→ EXTRACT PROVIDED
********

Over the next few days, our conversations regarding what she wanted us to keep doing and to stop doing continued. First we stopped waking her up every 6 hours to check her vital signs. We stopped keeping meticulous track of what she ate and what it did to her blood sugars. She was thrilled about no more fingersticks and no more insulin shots. Eventually, we stopped checking her labs, stopped giving her blood and platelets, stopped giving her antibiotic, stopped giving her tube feeds.
It seemed that a girl needing so much everyday, now not being give anything, would be short for this world.
Amazing things were happening, though. She was so happy and so peaceful. She began sleeping through the night, which she hadn't done in months. "I realized I just need to make decisions and stop worrying about things," she told me. She began eating her favorite foods, none of which she had touched for weeks. She was smiling, joking, happy.
Of course there were downsides. Pain became an issue that had to be dealt with, and I hope we did a fine job keeping her comfortable. She worried about how her mom would do after she died. In fact, she said, "The reason I don't want to go on machines is because they won't really help me and then my mom will just have to decide when to stop them, and she can't handle that. It would be too hard."
She told several of us that God has keys to everyone's houses, and she was going to get them from him and come to our houses when we were gone so she could play with our pets. She told us she would be watching over us. She mentioned many times that she would watch over Henry for me when I couldn't be with him. She told her family she would be waiting for them and holding out her hand to them when they were dying, and would show them the way. She was looking forward to taking care of the babies in heaven. She was also very excited about getting purple angel wings, "God waters you and you grow your wings. Mine will be purple."
She was dying, and she knew she was dying. She wasn't afraid, though. She wasn't tormented by the unknown. She had made her peace with things on earth, she was ready to move on to the place she felt she was promised to go.
I don't know how to say that I am sad but not sad for her death today.
I'm sad that she got sick and had to go through four years of pain and suffering, granted, not all bad, but any pain and suffering for her makes me sad.
I'm sad that she didn't get to go to junior college last fall like she had planned, and sad that we won't know what she might have done with more years of life.
At the same time, though, I am so happy for her. She wasn't laying in her bed her last weeks thinking of all she could have done or won't get to do with her life. She was happy with what she had already accomplished, and living each day knowing she was ready to die. I am not sad that she won't have pain anymore, won't have to worry about her mom. I am happy that any of her suffering is over, and that she went quietly, without fear.
I don't know what I believe about the afterlife. I don't know if she is now somewhere with her purple angel wings, rocking babies. I don't know if Jesus reached out his hand to her and brought her "home." I don't know if I should expect my dog to do strange things because some new spirit is here playing with her.
I want to believe she is happy. I want to believe she is watching over me, watching over all of the nurses and doctors and therapists she loved. I want to believe that Henry has a force protecting him from harm (I hear her tell her mom, "She has to go home to Little Henry, her 'Prince Charming.'" When I went to tell her I was leaving for the day.)
What I know is that the last weeks of her life were not lived in vain. They were truly a gift, in so many ways, to so many people. A gift to know she was in a peaceful state, a gift to be given hope that we might be able to bring that peaceful state to all of our patients, a gift to know that even when we, as doctors, can't cure, the we can still heal, still comfort.
I have to thank her, eternally, and know that her spirit is somewhere to feel the gratitude in my heart.

********

→ RECORD EXTRACTS

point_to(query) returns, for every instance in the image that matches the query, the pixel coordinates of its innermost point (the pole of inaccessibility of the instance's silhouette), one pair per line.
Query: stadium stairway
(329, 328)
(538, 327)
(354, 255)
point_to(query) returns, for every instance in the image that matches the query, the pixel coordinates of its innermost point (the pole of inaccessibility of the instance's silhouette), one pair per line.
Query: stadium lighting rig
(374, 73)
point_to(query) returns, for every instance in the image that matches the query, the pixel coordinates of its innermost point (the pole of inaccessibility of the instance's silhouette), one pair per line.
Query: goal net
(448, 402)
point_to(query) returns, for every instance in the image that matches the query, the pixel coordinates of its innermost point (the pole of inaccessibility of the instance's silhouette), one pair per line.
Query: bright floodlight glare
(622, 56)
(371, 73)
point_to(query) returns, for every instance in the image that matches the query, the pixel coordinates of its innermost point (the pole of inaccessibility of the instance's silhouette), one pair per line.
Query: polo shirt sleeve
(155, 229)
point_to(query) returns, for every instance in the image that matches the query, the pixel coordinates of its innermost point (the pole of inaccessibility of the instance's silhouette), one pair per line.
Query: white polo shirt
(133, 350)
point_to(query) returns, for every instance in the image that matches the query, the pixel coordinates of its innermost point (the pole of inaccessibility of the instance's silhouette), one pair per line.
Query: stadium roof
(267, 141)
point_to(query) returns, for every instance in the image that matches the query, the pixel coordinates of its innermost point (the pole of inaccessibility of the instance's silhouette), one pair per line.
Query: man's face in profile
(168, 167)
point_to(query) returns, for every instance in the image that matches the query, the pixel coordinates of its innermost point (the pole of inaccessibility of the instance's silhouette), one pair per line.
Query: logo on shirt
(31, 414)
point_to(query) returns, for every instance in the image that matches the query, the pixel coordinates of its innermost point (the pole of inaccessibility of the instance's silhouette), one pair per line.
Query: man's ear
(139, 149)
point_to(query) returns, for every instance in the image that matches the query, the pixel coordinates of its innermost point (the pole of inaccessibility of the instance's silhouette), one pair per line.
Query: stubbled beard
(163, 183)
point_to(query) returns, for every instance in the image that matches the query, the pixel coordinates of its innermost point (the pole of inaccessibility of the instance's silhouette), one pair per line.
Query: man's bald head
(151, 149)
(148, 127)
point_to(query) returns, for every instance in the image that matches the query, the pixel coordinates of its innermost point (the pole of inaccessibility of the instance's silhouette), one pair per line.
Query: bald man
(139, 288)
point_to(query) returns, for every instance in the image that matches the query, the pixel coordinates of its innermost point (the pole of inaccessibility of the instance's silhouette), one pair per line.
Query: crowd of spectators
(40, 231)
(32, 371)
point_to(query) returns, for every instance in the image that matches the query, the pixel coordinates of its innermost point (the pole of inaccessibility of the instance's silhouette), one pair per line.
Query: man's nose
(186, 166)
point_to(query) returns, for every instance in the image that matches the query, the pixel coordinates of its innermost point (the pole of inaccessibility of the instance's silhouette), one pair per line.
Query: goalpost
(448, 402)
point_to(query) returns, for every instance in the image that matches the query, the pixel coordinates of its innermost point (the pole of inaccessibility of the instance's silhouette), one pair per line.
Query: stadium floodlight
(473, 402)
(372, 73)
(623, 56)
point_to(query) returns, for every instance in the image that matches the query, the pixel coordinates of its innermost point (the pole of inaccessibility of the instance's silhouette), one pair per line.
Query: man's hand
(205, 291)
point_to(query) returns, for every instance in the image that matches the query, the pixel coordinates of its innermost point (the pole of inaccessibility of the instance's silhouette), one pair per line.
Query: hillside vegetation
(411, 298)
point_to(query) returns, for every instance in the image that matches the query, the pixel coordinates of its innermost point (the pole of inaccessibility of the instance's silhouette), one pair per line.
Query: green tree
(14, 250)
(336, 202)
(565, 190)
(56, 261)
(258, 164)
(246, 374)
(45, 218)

********

→ AIM OF THE TASK
In the account of the patient's final weeks, what did she plan to do last fall? Please answer in one sentence.

→ TASK OUTPUT
She had planned to go to junior college.